[Segmentation records]
* * *

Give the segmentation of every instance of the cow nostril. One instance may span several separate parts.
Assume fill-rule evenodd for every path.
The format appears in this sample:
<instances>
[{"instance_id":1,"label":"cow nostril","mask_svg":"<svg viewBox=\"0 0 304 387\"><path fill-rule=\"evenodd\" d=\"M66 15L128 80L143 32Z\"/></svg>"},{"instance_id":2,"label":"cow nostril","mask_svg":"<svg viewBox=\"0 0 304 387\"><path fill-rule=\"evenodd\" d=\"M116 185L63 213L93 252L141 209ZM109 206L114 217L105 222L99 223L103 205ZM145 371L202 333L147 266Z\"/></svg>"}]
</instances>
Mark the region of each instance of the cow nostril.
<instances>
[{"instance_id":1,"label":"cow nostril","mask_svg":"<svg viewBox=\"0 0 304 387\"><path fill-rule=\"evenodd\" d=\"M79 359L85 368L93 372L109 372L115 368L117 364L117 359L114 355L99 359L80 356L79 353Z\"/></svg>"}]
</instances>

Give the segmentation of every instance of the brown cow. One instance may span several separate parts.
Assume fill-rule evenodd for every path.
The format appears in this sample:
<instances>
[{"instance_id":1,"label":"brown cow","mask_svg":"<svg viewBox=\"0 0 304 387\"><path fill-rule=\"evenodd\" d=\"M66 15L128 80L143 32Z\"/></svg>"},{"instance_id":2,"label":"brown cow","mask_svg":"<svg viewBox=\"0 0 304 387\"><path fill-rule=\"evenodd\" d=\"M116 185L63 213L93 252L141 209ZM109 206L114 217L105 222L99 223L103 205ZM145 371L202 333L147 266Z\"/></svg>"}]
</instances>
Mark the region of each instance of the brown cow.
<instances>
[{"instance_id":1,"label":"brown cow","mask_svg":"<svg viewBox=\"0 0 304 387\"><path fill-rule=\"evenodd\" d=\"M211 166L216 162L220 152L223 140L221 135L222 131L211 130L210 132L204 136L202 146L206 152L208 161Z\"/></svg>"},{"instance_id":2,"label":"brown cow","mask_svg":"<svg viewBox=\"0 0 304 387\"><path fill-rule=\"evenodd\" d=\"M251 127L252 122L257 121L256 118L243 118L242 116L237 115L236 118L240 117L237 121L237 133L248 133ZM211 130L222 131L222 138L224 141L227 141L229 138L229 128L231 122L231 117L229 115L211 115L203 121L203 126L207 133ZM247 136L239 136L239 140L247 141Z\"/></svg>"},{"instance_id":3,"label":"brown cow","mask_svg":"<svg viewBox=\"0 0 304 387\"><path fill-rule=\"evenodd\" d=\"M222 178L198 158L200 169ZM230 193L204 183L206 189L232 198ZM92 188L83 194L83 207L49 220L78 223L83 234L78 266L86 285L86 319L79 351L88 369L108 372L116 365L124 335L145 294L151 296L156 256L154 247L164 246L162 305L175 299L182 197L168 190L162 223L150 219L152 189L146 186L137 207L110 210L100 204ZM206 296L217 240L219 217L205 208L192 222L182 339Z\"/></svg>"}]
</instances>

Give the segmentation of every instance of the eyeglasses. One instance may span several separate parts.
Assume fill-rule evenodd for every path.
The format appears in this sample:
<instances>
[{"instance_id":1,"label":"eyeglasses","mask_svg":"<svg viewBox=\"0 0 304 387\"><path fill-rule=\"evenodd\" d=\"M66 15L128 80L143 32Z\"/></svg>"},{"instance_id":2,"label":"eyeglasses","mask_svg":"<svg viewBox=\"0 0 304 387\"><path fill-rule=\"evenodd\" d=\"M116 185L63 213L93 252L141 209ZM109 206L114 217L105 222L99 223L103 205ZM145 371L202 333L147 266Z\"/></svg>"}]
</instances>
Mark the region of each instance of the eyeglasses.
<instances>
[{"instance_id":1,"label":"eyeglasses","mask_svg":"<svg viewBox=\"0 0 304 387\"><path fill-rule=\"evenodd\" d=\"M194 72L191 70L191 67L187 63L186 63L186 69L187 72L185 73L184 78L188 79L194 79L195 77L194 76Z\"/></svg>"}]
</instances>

* * *

■ Objective
Copy out word for word the part of the records that opens with the line containing "Give the segmentation of every instance of the eyeglasses." and runs through the end of the records, including both the first and last lines.

■ The result
Give the segmentation of every instance of the eyeglasses. One instance may span several separate parts.
Assume fill-rule evenodd for every path.
The format appears in this sample:
<instances>
[{"instance_id":1,"label":"eyeglasses","mask_svg":"<svg viewBox=\"0 0 304 387\"><path fill-rule=\"evenodd\" d=\"M66 15L128 80L143 32Z\"/></svg>"},{"instance_id":2,"label":"eyeglasses","mask_svg":"<svg viewBox=\"0 0 304 387\"><path fill-rule=\"evenodd\" d=\"M116 185L63 213L93 252L141 209ZM109 206L114 217L105 222L99 223L103 205ZM145 371L202 333L147 266Z\"/></svg>"}]
</instances>
Mark the region of each instance of the eyeglasses.
<instances>
[{"instance_id":1,"label":"eyeglasses","mask_svg":"<svg viewBox=\"0 0 304 387\"><path fill-rule=\"evenodd\" d=\"M194 72L191 70L191 67L187 63L186 63L186 69L187 72L185 73L184 78L188 79L194 79L195 77L194 76Z\"/></svg>"}]
</instances>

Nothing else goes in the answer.